### Aim of the task
For every line in the records that has the word "form", make a copy.

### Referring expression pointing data
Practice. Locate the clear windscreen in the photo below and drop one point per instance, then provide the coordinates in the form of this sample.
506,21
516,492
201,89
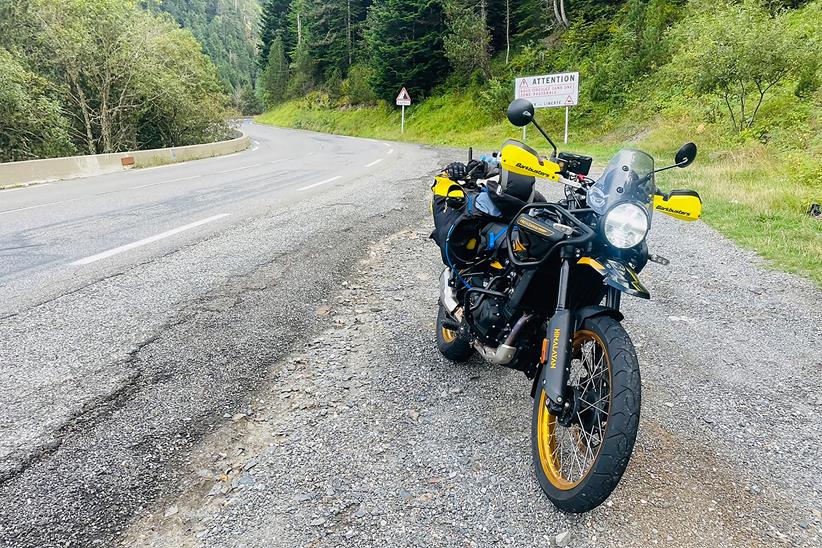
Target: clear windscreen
628,177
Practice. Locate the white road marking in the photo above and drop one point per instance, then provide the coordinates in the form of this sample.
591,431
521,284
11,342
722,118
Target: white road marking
146,241
236,169
320,183
165,182
24,187
31,207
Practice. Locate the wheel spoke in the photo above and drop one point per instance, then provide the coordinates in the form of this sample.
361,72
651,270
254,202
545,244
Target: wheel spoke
574,449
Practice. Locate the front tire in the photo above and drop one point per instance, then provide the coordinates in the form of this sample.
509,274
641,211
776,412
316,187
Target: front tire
449,342
580,465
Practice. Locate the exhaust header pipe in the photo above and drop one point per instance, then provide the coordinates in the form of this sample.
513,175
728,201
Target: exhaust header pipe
448,296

### Task solution
Practice. Locate the clear windscreen in the photo below and drop one point per instance, then provide the coordinates in the form of this sample.
Practice. Locate the white road marking in the photo above and drop one point per instance, then provide the coordinates in the form of this sample.
Practice. Locate the wheel spoke in the photo above and drop one point per instance, then provide the coordinates in the form of this sample.
Practice. Locate the front tire in the photo above and drop one point per instance, then provide the coordinates in the form of this sample.
Practice. Locate the exhaust header pipe in the photo above and drop one point per instance, then provide the coordinates in the form of this sample.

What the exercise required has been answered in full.